### OPDRACHTEN:
[1] Schrijf uit de uitspraak over de TONK-aanvraag het stuk tussen "Verzoeker heeft tegen" en "een verweerschrift ingediend." letterlijk over, met beide grenzen inbegrepen.
[2] Zet de regels van de records om in een JSON-lijst van strings, één string per regel en zonder lege regels. Neem alleen de regels vanaf het begin van de records tot en met de regel met "POLYGON ((80 26, 77".

### TEKSTGEDEELTE:
= = = =

Bij besluit van 22 september 2021 (het primaire besluit) heeft verweerder verzoekers aanvraag om bijzondere bijstand op grond van de Tijdelijke Ondersteuning Noodzakelijke Kosten (TONK) afgewezen.
Bij besluit van 11 februari 2022 (het bestreden besluit) heeft verweerder het bezwaar tegen het primaire besluit ongegrond verklaard.
Verzoeker heeft tegen dit besluit beroep (geregistreerd onder ROT 22/1660) ingesteld. Hij heeft de voorzieningenrechter gevraagd om een voorlopige voorziening (geregistreerd onder ROT 22/1675) te treffen.
Verweerder heeft een verweerschrift ingediend.
De voorzieningenrechter heeft het verzoek en het beroep op 31 mei 2022 op zitting behandeld. Verzoeker is verschenen. Met voorafgaande kennisgeving is verweerder niet ter zitting verschenen.

Overwegingen

1. Indien tegen een besluit bij de rechtbank beroep is ingesteld kan de voorzieningenrechter van de rechtbank die bevoegd is in de hoofdzaak op grond van artikel 8:81, eerste lid, van de Algemene wet bestuursrecht (Awb) op verzoek een voorlopige voorziening treffen indien onverwijlde spoed, gelet op de betrokken belangen, dat vereist.
2. In artikel 8:86, eerste lid, van de Awb is bepaald dat, indien het verzoek om voorlopige voorziening wordt gedaan indien beroep bij de rechtbank is ingesteld en de voorzieningenrechter van oordeel is dat na de zitting, bedoeld in artikel 8:83, eerste lid, van de Awb, nader onderzoek redelijkerwijs niet kan bijdragen aan de beoordeling van de zaak, hij onmiddellijk uitspraak kan doen in de hoofdzaak.
Inleiding
3. Verweerder heeft verzoekers aanvraag afgewezen omdat verzoeker volgens verweerder onvoldoende gegevens heeft overgelegd over de inkomsten uit zijn bedrijf.
Spoedeisend belang
4. Een procedure bij de voorzieningenrechter is een spoedprocedure. Deze procedure kan alleen worden gevoerd als er een spoedeisend belang is, waardoor iemand niet kan wachten op een beslissing op zijn bezwaar- of beroepschrift. Gelet op de door verzoeker ingebrachte stukken die zien op zijn huurachterstand neemt de voorzieningenrechter spoedeisend belang aan.

= = = =

[Items voor regio-annotatie]
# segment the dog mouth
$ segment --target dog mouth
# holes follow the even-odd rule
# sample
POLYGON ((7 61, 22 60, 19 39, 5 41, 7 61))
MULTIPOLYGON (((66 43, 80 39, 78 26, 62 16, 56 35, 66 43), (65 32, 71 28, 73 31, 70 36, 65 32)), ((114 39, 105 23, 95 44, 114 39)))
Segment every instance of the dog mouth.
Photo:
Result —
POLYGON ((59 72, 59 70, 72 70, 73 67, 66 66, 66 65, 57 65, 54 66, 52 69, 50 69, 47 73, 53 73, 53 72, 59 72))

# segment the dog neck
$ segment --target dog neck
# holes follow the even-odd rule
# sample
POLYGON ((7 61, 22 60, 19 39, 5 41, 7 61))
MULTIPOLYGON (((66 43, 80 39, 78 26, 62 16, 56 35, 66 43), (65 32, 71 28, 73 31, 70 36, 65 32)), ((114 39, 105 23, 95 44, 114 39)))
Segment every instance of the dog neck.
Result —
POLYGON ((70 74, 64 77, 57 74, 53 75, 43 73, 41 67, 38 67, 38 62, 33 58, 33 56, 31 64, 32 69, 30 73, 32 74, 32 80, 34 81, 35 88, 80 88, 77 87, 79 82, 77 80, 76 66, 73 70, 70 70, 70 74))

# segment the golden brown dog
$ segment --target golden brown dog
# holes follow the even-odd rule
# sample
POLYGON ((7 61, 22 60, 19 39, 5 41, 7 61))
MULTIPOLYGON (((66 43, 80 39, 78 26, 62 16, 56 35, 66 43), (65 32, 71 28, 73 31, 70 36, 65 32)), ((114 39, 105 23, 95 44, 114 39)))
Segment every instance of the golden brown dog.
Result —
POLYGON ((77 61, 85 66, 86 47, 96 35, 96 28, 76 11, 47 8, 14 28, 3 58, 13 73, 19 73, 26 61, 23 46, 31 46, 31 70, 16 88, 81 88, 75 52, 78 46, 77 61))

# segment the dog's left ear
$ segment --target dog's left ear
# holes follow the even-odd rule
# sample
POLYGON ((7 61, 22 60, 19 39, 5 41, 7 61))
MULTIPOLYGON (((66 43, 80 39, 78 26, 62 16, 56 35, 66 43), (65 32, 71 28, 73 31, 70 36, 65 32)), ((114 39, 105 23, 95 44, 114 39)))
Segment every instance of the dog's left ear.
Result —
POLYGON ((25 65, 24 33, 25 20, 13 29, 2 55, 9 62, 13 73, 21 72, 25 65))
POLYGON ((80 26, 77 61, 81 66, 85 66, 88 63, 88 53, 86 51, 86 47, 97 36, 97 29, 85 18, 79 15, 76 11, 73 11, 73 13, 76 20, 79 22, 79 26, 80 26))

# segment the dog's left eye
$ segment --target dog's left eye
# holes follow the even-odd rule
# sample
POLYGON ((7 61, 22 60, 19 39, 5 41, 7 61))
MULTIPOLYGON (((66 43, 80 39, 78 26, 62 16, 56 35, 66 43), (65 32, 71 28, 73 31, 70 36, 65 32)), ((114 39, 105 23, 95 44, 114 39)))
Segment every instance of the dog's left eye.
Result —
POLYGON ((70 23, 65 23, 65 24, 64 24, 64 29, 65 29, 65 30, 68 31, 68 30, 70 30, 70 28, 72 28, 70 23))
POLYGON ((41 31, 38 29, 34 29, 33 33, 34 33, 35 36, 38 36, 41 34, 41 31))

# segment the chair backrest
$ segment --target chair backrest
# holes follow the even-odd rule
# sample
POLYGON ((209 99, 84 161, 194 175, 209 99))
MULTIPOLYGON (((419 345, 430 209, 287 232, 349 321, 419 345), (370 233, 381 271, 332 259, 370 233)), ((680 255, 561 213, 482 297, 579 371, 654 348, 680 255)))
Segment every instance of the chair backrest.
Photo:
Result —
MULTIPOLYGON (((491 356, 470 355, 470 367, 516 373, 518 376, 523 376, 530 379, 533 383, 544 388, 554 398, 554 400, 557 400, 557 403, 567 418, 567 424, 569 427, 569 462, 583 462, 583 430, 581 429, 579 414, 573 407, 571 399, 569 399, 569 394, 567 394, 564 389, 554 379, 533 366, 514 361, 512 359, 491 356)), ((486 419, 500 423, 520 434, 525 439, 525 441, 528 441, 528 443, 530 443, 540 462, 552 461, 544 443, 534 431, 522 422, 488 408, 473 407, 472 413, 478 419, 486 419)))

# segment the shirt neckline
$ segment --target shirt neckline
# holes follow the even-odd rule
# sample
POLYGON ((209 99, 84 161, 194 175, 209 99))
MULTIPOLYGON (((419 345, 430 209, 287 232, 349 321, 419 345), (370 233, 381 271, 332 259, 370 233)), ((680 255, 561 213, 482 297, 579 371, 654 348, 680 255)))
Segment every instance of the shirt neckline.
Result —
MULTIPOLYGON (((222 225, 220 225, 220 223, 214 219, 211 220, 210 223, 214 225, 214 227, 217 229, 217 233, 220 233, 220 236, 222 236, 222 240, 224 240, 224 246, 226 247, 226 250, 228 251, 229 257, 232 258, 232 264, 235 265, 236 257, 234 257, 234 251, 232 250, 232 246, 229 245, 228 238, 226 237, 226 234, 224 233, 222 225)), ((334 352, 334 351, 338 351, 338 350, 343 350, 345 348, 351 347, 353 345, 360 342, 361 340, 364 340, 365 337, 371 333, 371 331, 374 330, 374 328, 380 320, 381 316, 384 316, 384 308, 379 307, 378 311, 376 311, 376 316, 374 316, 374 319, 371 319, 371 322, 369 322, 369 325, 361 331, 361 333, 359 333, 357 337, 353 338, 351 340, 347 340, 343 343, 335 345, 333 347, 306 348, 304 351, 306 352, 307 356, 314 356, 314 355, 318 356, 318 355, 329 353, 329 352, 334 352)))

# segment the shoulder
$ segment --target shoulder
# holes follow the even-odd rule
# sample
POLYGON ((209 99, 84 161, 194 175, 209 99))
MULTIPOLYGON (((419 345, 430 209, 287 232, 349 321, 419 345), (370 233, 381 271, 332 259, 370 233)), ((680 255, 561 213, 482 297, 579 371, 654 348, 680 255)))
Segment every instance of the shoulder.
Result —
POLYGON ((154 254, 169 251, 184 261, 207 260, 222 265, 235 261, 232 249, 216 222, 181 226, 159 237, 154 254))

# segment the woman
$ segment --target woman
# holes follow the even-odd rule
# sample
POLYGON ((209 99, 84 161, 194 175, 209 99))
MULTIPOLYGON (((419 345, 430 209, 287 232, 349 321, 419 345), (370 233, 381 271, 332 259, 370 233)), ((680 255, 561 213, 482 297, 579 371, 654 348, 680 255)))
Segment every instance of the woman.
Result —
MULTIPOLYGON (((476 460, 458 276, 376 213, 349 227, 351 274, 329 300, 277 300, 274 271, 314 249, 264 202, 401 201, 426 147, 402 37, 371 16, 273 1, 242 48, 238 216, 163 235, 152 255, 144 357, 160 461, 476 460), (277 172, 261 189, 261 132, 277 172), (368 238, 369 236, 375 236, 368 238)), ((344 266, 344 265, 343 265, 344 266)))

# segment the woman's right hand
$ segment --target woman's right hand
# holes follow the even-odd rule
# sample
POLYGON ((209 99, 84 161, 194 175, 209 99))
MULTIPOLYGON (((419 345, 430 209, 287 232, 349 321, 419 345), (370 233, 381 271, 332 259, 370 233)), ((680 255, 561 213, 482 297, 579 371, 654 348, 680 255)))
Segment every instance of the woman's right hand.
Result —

= = = =

### DEFINITIEVE ANTWOORDEN:
[1]
Verzoeker heeft tegen dit besluit beroep (geregistreerd onder ROT 22/1660) ingesteld. Hij heeft de voorzieningenrechter gevraagd om een voorlopige voorziening (geregistreerd onder ROT 22/1675) te treffen.
Verweerder heeft een verweerschrift ingediend.

[2]
[
  "# segment the dog mouth",
  "$ segment --target dog mouth",
  "# holes follow the even-odd rule",
  "# sample",
  "POLYGON ((7 61, 22 60, 19 39, 5 41, 7 61))",
  "MULTIPOLYGON (((66 43, 80 39, 78 26, 62 16, 56 35, 66 43), (65 32, 71 28, 73 31, 70 36, 65 32)), ((114 39, 105 23, 95 44, 114 39)))",
  "Segment every instance of the dog mouth.",
  "Photo:",
  "Result —",
  "POLYGON ((59 72, 59 70, 72 70, 73 67, 66 66, 66 65, 57 65, 54 66, 52 69, 50 69, 47 73, 53 73, 53 72, 59 72))",
  "# segment the dog neck",
  "$ segment --target dog neck",
  "# holes follow the even-odd rule",
  "# sample",
  "POLYGON ((7 61, 22 60, 19 39, 5 41, 7 61))",
  "MULTIPOLYGON (((66 43, 80 39, 78 26, 62 16, 56 35, 66 43), (65 32, 71 28, 73 31, 70 36, 65 32)), ((114 39, 105 23, 95 44, 114 39)))",
  "Segment every instance of the dog neck.",
  "Result —",
  "POLYGON ((70 74, 64 77, 57 74, 53 75, 43 73, 41 67, 38 67, 38 62, 33 58, 33 56, 31 64, 32 69, 30 73, 32 74, 32 80, 34 81, 35 88, 80 88, 77 87, 79 82, 77 80, 76 66, 73 70, 70 70, 70 74))",
  "# segment the golden brown dog",
  "$ segment --target golden brown dog",
  "# holes follow the even-odd rule",
  "# sample",
  "POLYGON ((7 61, 22 60, 19 39, 5 41, 7 61))",
  "MULTIPOLYGON (((66 43, 80 39, 78 26, 62 16, 56 35, 66 43), (65 32, 71 28, 73 31, 70 36, 65 32)), ((114 39, 105 23, 95 44, 114 39)))",
  "Segment every instance of the golden brown dog.",
  "Result —",
  "POLYGON ((77 61, 85 66, 86 47, 96 35, 96 28, 76 11, 47 8, 14 28, 3 58, 13 73, 19 73, 26 61, 23 46, 31 46, 31 70, 16 88, 81 88, 75 52, 78 46, 77 61))",
  "# segment the dog's left ear",
  "$ segment --target dog's left ear",
  "# holes follow the even-odd rule",
  "# sample",
  "POLYGON ((7 61, 22 60, 19 39, 5 41, 7 61))",
  "MULTIPOLYGON (((66 43, 80 39, 78 26, 62 16, 56 35, 66 43), (65 32, 71 28, 73 31, 70 36, 65 32)), ((114 39, 105 23, 95 44, 114 39)))",
  "Segment every instance of the dog's left ear.",
  "Result —",
  "POLYGON ((25 65, 24 33, 25 20, 13 29, 2 55, 9 62, 13 73, 21 72, 25 65))",
  "POLYGON ((80 26, 77 61, 81 66, 85 66, 88 63, 88 53, 86 51, 86 47, 97 36, 97 29, 85 18, 79 15, 76 11, 73 11, 73 13, 76 20, 79 22, 79 26, 80 26))"
]